:: Passage fourni ::

Il s’ensuit que la requérante n’est pas recevable à demander l’annulation de la décision de l’agence (voir, par analogie, arrêt du 11 décembre 2014, Heli-Flight/AESA, T‑102/13, EU:T:2014:1064, point 30).

34

Partant, il convient de déclarer le recours irrecevable en ce qu’il est dirigé contre la décision de l’agence.

Sur la recevabilité des deuxième et troisième chefs de conclusions

35

Par ses deuxième et troisième chefs de conclusions, la requérante demande, en substance, au Tribunal de statuer sur les principaux moyens juridiques soulevés dans la requête.

36

Au préalable, il convient de rappeler que le juge de l’Union peut, à tout moment, examiner d’office les fins de non-recevoir d’ordre public, au rang desquelles figurent, selon la jurisprudence, les conditions de recevabilité d’un recours. Le contrôle du Tribunal n’est donc pas limité aux fins de non-recevoir soulevées par les parties (arrêt du 11 juillet 2019, Gollnisch/Parlement, T‑95/18, non publié, EU:T:2019:507, point 35).

37

Il importe également de souligner que, en réponse à la mesure d’organisation de la procédure du 23 avril 2020 rappelée au point 19 ci-dessus, les parties ont présenté leurs observations, lors de l’audience, sur la question de la recevabilité des deuxième et troisième chefs de conclusions figurant dans la requête à la lumière des arrêts du 11 juillet 1996, Bernardi/Parlement (T‑146/95, EU:T:1996:105, point 23), et du 17 février 2017, Mayer/EFSA (T‑493/14, EU:T:2017:100, point 37).

38

Dans le cadre d’un recours en annulation, les demandes tendant uniquement à ce que soient constatés des points de fait ou de droit ne peuvent, par elles-mêmes, constituer des demandes valables (voir, en ce sens, arrêts du 11 juillet 1996, Bernardi/Parlement, T‑146/95, EU:T:1996:105, point 23, et du 17 février 2017, Mayer/EFSA, T‑493/14, EU:T:2017:100, point 37).

39

L’analyse des éléments énumérés dans ces deux chefs de conclusions ne peut intervenir indépendamment de l’examen de la légalité de l’acte attaqué qui est opéré dans le cadre du chef de conclusions visant à l’annulation de la décision de la commission de recours. Ils ne sauraient donc constituer des chefs de conclusions en tant que tels.

40

Partant, ces deux chefs de conclusions doivent être rejetés comme irrecevables.

:::
:: Informations fournies ::

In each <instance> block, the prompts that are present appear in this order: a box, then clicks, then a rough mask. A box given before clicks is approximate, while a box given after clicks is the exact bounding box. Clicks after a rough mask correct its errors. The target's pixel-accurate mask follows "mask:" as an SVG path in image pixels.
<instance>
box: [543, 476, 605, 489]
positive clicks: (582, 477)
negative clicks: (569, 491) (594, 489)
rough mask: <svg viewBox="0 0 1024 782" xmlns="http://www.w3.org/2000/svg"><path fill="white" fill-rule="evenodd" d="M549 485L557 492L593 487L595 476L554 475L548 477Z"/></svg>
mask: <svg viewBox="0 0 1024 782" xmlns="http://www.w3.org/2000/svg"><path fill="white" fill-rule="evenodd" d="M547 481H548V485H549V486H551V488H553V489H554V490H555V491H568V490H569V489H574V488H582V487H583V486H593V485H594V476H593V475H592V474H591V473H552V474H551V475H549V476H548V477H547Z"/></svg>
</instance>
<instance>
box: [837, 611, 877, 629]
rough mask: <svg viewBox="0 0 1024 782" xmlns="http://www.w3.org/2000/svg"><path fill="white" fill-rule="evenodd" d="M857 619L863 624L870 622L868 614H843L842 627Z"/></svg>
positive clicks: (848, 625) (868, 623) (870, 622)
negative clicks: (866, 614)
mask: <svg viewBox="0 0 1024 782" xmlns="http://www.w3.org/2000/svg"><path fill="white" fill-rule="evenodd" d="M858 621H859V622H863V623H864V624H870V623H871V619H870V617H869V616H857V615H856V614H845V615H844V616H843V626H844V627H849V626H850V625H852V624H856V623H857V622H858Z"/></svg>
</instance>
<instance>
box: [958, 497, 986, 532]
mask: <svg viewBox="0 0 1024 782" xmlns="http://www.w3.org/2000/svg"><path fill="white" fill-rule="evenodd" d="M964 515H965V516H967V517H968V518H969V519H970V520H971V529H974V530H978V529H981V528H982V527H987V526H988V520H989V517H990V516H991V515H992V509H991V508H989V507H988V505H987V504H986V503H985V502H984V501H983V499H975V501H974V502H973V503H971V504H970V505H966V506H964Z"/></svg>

:::

● **Consigne de travail**:
Dans le passage sur la recevabilité du recours, relevez chacun des arrêts cités une seule fois, en indiquant pour chacun son intitulé, sa date et son numéro d'affaire.

● **Solution rédigée**:
- Heli-Flight/AESA, arrêt du 11 décembre 2014, T‑102/13
- Gollnisch/Parlement, arrêt du 11 juillet 2019, T‑95/18
- Bernardi/Parlement, arrêt du 11 juillet 1996, T‑146/95
- Mayer/EFSA, arrêt du 17 février 2017, T‑493/14